# A blog about me :-)



## supakimmy13 (Oct 22, 2009)

Hiya everyone, 8)

I just thought i would do a blog and introduce myself a bit more and tell u a bit more about myself 

My names Kim, I'm 23, a mummy to a 16month old lil boy and a student / hairdresser from good ol Nottingham!
I've been an animal lover since pretty much forever and have had many pets over the 23 yrs of my life. Infact with the amount of pets i've had and got i could proberly open a zoo :lol2:
I've only really started getting into reptiles n exotics tho over the past 6 or so years. It started off with one of my friends having a Chinese Water Dragon. She had it from a baby n i often used to go around and help her out with it and what not. At this point i was still living at home and my mum refused to let me have any sort of reptile as a pet. Doh! Anyway the CWD was gorgeous and friendly and whenever i went round to my friends i would always get him out and he would quite happily sit on my shoulders or tummy. Unfortunately my friend had to give him up as he just got too big for her and she could no longer afford to keep him so she gave him to a local farm that had started to expand its reptile section. Anyway from then on i'd always wanted one but never managed to convince my parents to let me have one, cats n dogs yeah but never a reptile :-(

Then in 2007 i met my current partner andy. He's another animal lover like myself and he had 2 parrots (sunny a sun conieur, and ted an african timneh grey) sunny never liked me he used to be a bugger and bite me alot and he's the noisiest parrot ever haha. Ted took time to get used to me but eventually he did, We then went to a parrot show and that is where andy purchased kiwi a hahns macaw, Kiwi is more my parrot tho he forever blows me kisses and is always sayin my name and loves his fusses, he can still be naughty at times tho n bite but thats cos he always thinks hes boss lol, a common trait in hahns macaws.

Then andy decided he liked the thought of having a chameleon, i'd always been interested in these so was quite happy when andy decided to get one. However i do wish now we'd done a bit more research before getting him as dino turned out to be a bit of a mare, couldn't tame him n i even got bit by him it wasn't purposely tho. He is now living with andy's sister n as far as we know seems quite happy. Anyway andy then decided he wanted a bearded dragon. By this time we were both living together and one of my friends offered us henry, as the friend had got bored of him basically and didnt really look after him much. He wasn't very tame when we 1st got him but he soon got used to us. A month later we then decided we wanted a female so we purchased a female of someone off here. it turns out shes a sandfire, me and andy are no longer living together so henry and georgia have gone back to his however i still help out with them when i can. Georgia is currently gravid with her 1st clutch of eggs and we are just waiting for her to lay them we are actually pretty anxious about her at the minute as we've heard so many stories about the possibilities of females becomin egg bound.

■ WHAT YOU NEED TO DO ■
According to the blog post, what kind of parrot is Kiwi?

■ SUPPLIED MATERIAL ■
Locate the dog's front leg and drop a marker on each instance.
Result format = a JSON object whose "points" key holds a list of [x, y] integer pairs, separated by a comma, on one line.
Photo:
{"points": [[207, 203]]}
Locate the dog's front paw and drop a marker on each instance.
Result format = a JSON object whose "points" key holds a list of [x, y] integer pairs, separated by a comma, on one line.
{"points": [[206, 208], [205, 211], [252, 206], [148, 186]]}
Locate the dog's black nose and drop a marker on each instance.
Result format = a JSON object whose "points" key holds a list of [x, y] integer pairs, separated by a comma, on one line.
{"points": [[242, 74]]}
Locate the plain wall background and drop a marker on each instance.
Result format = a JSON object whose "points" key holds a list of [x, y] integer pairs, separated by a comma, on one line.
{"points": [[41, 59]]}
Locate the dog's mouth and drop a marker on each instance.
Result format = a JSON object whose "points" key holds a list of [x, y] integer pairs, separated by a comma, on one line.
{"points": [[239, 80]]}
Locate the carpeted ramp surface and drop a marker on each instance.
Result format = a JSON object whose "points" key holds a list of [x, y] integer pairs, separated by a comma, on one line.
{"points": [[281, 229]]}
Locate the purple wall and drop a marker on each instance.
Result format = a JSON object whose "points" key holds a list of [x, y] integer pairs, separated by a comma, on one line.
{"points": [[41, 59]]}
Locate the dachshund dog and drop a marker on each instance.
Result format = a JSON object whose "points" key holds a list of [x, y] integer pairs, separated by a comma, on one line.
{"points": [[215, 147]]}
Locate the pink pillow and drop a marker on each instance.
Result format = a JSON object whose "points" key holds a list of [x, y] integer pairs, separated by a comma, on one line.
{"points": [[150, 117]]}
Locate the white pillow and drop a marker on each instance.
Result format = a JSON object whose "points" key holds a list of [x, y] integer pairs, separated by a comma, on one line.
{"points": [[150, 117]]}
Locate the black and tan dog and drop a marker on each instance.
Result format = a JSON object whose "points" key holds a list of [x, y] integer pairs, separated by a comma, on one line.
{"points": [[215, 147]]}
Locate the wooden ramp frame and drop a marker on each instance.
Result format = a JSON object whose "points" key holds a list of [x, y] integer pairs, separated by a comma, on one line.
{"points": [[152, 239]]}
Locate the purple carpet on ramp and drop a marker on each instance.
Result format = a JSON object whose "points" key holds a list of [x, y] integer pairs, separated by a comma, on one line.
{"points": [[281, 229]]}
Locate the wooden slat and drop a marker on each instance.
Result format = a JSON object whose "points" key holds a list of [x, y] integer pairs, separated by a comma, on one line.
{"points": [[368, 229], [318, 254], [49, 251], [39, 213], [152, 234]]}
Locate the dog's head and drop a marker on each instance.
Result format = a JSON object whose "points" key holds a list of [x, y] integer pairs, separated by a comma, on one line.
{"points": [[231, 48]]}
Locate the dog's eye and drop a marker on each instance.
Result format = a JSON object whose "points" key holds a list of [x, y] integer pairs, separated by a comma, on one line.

■ CORRECT RESPONSE ■
Kiwi is a Hahn's macaw.